Do this: Locate each line in the material below that contains the word "concrete" with matching capitalization, and copy those lines.

(Position identification records)
------------
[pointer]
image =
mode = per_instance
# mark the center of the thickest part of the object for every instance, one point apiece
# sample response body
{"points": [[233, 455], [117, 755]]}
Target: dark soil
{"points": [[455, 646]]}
------------
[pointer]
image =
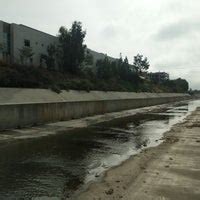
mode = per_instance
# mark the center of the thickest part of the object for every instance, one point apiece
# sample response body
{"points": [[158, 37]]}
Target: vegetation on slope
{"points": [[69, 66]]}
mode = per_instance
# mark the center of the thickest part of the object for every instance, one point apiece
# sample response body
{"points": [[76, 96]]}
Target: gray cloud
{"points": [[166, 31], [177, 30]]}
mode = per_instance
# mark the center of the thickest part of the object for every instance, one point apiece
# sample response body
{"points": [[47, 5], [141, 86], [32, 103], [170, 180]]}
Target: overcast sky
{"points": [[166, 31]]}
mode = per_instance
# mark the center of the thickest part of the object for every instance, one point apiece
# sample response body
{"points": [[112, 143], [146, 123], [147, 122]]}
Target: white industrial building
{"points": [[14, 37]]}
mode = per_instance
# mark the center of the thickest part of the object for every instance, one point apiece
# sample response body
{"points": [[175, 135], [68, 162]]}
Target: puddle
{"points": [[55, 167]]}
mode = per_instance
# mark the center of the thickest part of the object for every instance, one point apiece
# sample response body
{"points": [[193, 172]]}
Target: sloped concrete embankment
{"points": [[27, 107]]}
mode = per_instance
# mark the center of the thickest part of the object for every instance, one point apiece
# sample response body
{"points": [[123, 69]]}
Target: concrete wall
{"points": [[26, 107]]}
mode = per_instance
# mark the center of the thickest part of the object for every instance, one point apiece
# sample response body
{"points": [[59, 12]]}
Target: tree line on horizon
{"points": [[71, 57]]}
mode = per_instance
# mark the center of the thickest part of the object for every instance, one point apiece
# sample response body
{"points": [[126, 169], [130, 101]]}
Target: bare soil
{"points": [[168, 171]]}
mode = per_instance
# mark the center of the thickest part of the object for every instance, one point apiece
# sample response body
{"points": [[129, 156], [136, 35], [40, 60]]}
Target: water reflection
------------
Answer:
Target: sloped concrete embankment
Target: concrete wall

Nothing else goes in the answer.